Show each line of the material below that contains the string "target". Case counts.
====== PROVIDED RECORDS
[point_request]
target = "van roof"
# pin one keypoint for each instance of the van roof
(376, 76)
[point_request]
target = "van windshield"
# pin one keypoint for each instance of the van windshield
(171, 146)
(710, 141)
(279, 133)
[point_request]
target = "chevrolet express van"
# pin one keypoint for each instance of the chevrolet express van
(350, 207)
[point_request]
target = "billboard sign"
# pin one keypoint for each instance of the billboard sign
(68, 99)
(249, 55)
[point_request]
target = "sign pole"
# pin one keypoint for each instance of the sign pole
============
====== PROVIDED RECORDS
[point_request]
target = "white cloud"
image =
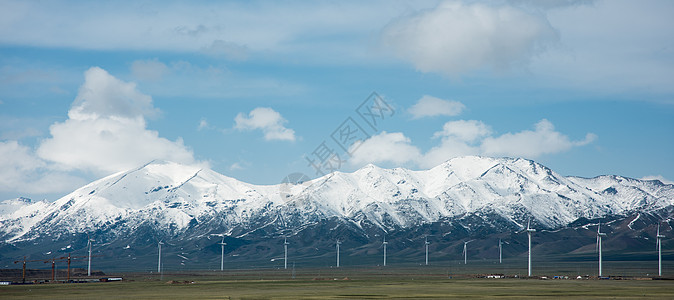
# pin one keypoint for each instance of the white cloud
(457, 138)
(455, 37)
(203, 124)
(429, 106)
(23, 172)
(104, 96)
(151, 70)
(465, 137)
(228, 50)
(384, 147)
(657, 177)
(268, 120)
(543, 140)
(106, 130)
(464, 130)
============
### [RESPONSE TO THE EXERCISE]
target = "van roof"
target = "van windshield"
target = "chevrolet express van"
target = "billboard sign"
target = "sign pole"
target = "white cloud"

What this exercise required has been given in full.